— START OF Document —

Dying videocard?

Hi guys, after some trouble having stuttering issues due to DPC latency my linux install started flooding me with messages stating some hardware maybe at fault. These are from my dmesg log:

[ 533.594671] NVRM: Xid (PCI:0000:24:00): 61, 1927(15d4) 00000000 00000000
[10557.043923] NVRM: Xid (PCI:0000:24:00): 61, 1927(15d4) 00000000 00000000
[11008.026024] NVRM: Xid (PCI:0000:24:00): 61, 1927(15d4) 00000000 00000000
[11010.950218] NVRM: Xid (PCI:0000:24:00): 61, 1927(15d4) 00000000 00000000
[11920.797068] NVRM: Xid (PCI:0000:24:00): 61, 1927(15d4) 00000000 00000000

And it keeps adding some more after some time, 1 time I had more than 1500 errors.

Googeling the error message brought me not much information wise, Nvidia says error Xid 61 is an Internal micro-controller breakpoint/warning. Source: https://docs.nvidia.com/deploy/pdf/XID_Errors.pdf

Any of you have these before? Is my GPU dying?

Stating what video card you have and what you're using it for would help.
Put it in some windows environment and runs some tests to see if it crashes, if not it probably isn't because of the gpu.

It's a GTX 670. I had some freezes, black screens and artifacts on Linux. And black screen on Windows as well. But not all the time. Yesterday I was reading some webcomics and poof screen went dark. After reboot still dark and then it ran normally for the rest of the evening. I just finished building my new PC so I cleaned all the older components I wanted to reuse so dust isn't an issue. Searching for this particulary error doesn't bring up any useful information

Make sure you seated your card properly, checked all the cables for connectivity and damage, then make sure you have the right drivers installed.

Also...make sure the power cable is connected properly in your monitor(s).

Did you ever screw around with the thermal paste or pads? Seems like your card is overheating and turning itself off. What are your temps?

— END OF Document —

Tasks and exercises:
A – Revise the rows starting at the line that has "Task: identify the window frame" and running through the end of the rows, replacing "ceiling tile" with "roof panel" and keeping everything else the same. Leave the pictures out of your answer.
B – Pick up the forum thread about the possibly dying video card and continue it after its last post.
The rows have no connection to the forum thread above.

— START OF Given data —

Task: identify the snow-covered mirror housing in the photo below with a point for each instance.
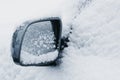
(37, 43)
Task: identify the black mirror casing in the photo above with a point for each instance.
(19, 34)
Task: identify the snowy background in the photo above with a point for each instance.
(94, 47)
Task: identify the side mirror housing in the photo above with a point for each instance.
(37, 43)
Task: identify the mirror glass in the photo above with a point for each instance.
(38, 44)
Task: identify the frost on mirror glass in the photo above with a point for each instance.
(38, 45)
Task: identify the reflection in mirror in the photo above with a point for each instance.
(38, 44)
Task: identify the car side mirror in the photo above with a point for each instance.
(37, 43)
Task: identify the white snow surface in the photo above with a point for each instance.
(94, 47)
(27, 58)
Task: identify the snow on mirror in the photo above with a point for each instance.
(38, 44)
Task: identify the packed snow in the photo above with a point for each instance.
(27, 58)
(94, 47)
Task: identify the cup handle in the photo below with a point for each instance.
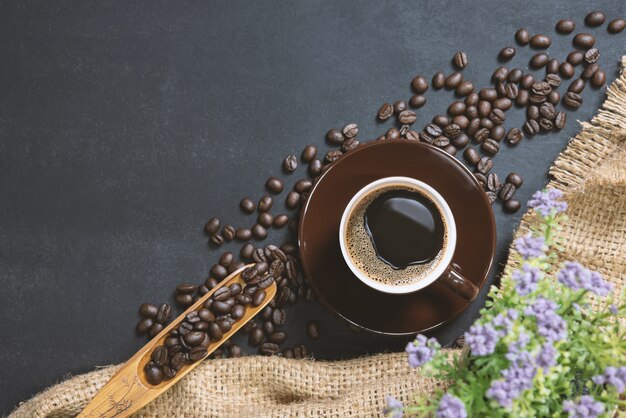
(459, 284)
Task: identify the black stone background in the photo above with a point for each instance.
(125, 125)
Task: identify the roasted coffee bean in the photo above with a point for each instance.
(493, 182)
(514, 136)
(154, 374)
(484, 165)
(454, 80)
(539, 60)
(522, 36)
(616, 26)
(572, 100)
(531, 127)
(595, 18)
(540, 41)
(512, 205)
(385, 111)
(577, 86)
(565, 26)
(497, 133)
(419, 85)
(559, 121)
(407, 117)
(439, 80)
(333, 136)
(592, 55)
(598, 79)
(507, 53)
(315, 167)
(507, 191)
(465, 88)
(584, 40)
(148, 310)
(522, 98)
(460, 60)
(575, 58)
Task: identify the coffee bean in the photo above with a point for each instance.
(460, 60)
(540, 41)
(407, 117)
(616, 26)
(575, 58)
(572, 100)
(566, 70)
(531, 127)
(577, 86)
(507, 191)
(212, 226)
(515, 179)
(507, 53)
(522, 36)
(465, 88)
(490, 146)
(565, 26)
(512, 205)
(539, 60)
(584, 41)
(419, 85)
(484, 165)
(350, 130)
(598, 79)
(595, 18)
(592, 55)
(559, 121)
(385, 111)
(153, 373)
(333, 136)
(454, 80)
(439, 80)
(417, 101)
(514, 136)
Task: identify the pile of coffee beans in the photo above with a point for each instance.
(474, 125)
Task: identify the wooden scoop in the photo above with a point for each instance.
(128, 390)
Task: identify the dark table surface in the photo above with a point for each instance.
(126, 125)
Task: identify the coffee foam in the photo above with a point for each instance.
(363, 255)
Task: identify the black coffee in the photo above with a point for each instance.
(405, 228)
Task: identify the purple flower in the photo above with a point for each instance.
(451, 407)
(482, 339)
(515, 379)
(546, 357)
(577, 277)
(547, 202)
(527, 279)
(587, 407)
(393, 408)
(422, 350)
(613, 376)
(530, 247)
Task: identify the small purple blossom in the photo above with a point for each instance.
(614, 376)
(451, 407)
(526, 279)
(586, 407)
(482, 339)
(577, 277)
(547, 202)
(421, 350)
(546, 357)
(530, 247)
(515, 379)
(393, 408)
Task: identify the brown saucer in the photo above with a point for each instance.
(326, 269)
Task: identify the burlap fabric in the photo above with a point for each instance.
(591, 172)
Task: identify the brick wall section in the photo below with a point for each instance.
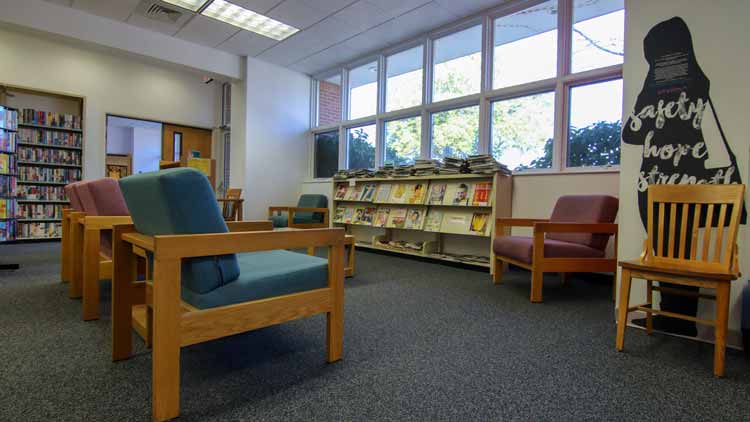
(329, 103)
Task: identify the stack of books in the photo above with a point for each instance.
(427, 167)
(403, 170)
(453, 165)
(486, 164)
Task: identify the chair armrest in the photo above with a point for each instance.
(519, 222)
(209, 244)
(104, 222)
(249, 226)
(603, 228)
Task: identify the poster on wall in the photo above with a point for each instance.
(677, 122)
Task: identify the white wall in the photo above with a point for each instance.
(720, 39)
(277, 122)
(119, 140)
(146, 149)
(110, 84)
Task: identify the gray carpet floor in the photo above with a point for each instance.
(422, 341)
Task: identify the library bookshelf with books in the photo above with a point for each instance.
(442, 217)
(49, 155)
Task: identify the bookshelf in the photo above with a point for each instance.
(441, 217)
(49, 155)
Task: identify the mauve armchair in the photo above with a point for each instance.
(573, 239)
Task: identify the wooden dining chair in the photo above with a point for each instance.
(231, 208)
(674, 252)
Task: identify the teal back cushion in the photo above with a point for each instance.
(310, 201)
(180, 201)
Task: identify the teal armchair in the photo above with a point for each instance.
(311, 212)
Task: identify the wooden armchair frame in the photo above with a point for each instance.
(293, 210)
(541, 264)
(175, 324)
(89, 264)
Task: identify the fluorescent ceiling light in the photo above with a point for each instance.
(193, 5)
(247, 19)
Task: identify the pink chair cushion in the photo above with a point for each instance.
(70, 192)
(521, 249)
(584, 209)
(85, 197)
(108, 197)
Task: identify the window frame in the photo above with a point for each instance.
(560, 85)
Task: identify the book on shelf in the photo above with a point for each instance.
(456, 222)
(437, 193)
(51, 119)
(398, 194)
(338, 215)
(457, 194)
(397, 218)
(415, 218)
(434, 220)
(341, 189)
(381, 217)
(417, 193)
(479, 222)
(354, 193)
(383, 193)
(368, 194)
(481, 196)
(7, 141)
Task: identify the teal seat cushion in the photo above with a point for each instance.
(264, 275)
(181, 201)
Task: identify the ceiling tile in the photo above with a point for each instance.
(297, 13)
(318, 37)
(246, 43)
(260, 6)
(467, 7)
(159, 26)
(206, 31)
(61, 2)
(112, 9)
(362, 15)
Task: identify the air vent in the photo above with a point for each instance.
(158, 12)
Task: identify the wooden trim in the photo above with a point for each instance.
(195, 245)
(209, 324)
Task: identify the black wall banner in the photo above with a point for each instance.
(672, 114)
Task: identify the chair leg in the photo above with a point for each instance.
(649, 315)
(536, 285)
(722, 314)
(335, 318)
(497, 276)
(622, 310)
(90, 308)
(165, 390)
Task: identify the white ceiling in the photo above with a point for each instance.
(332, 32)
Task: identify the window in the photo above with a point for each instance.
(598, 33)
(595, 125)
(329, 100)
(363, 91)
(455, 133)
(361, 147)
(523, 131)
(403, 82)
(525, 46)
(457, 64)
(326, 153)
(403, 139)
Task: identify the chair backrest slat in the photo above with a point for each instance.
(683, 230)
(685, 210)
(672, 225)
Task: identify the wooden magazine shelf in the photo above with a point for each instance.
(423, 212)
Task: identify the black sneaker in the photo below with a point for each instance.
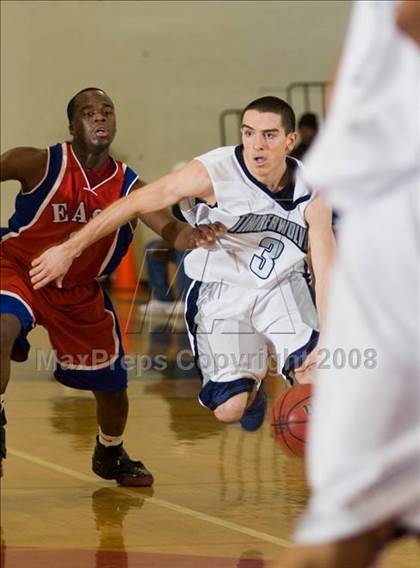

— END OF Given data —

The replies:
A –
Task: identify the window frame in the photo above with a point for each instance.
(560, 85)
Task: identify the book on shelf in the photo above with a point for each instance.
(456, 222)
(437, 193)
(51, 119)
(398, 194)
(338, 215)
(457, 194)
(397, 218)
(415, 218)
(434, 220)
(341, 189)
(381, 217)
(417, 193)
(479, 222)
(354, 193)
(383, 193)
(368, 194)
(481, 196)
(7, 141)
Task: identify the teal seat cushion in the photo above with a point for each instance.
(264, 275)
(181, 201)
Task: identify the roof panel in the photo above with a point for each instance.
(297, 13)
(318, 37)
(246, 43)
(260, 6)
(467, 7)
(159, 26)
(206, 31)
(61, 2)
(112, 9)
(362, 15)
Task: identify the air vent in the photo above with a point for each instance.
(158, 12)
Task: identify the wooden trim in the photo above with a point for each instance.
(195, 245)
(209, 324)
Task: identify the black wall banner in the photo above with a point for each instance.
(672, 114)
Task: identify the chair leg in the photo above with a point for each instance.
(649, 315)
(536, 285)
(722, 314)
(335, 318)
(497, 276)
(622, 310)
(90, 308)
(165, 390)
Task: identify the white ceiling in the photo above with a point for each instance.
(332, 32)
Task: identify the window in the photo above with a point for each instance.
(598, 33)
(595, 125)
(329, 100)
(363, 91)
(455, 133)
(361, 147)
(523, 131)
(403, 82)
(525, 46)
(457, 64)
(326, 153)
(403, 139)
Task: identify the chair backrest slat in the photo above with a point for each instance.
(683, 230)
(685, 210)
(672, 225)
Task: identify the wooden magazine shelf in the photo above with a point for each instance.
(423, 212)
Task: identify the black sneaker in the photo below with a point for each instance.

B –
I had a GTX780 fail. EVGA played 20 Questions with me until I said the A-word. Just as soon as I told them that I had visual artifacts on the monitor, they told me to box up the GPU and ship it to them.

The card is stock, never overclocked it and never touched the cooling. The temps go up to around 78 degrees celcius. But never higher

I dont think my card falls under garantee anymore :stuck_out_tongue:

I tried everything you suggested, I even tried a different PCIe slot. At first I thought it could be my motherboard beeing that my videocard never had any troubles before. Not in this frequency at least

If it is no longer under warranty, then you have nothing to loose by taking it apart. The reason my GTX780 failed, is because EVGA applied thermal compound to only 2/3 of the GPU die. I assume this caused the card to slowly cook itself to death. Months after I purchased it, it began crashing, when under heavy load, with a black screen. Yes, it functioned flawlessly in that condition, for months! I eventually found and corrected the thermal paste issue. The card was stable for another 3-4 weeks and then it started black-screening again, but this time with multi-colored squares drawn randomly across the screen. This happened literally (thankfully) two days before the warranty expired. The strange thing is that I never saw any elevated temperatures on that GPU! It never climbed any higher than the mid-70's.

Best of luck, but your situation does not sound encouraging.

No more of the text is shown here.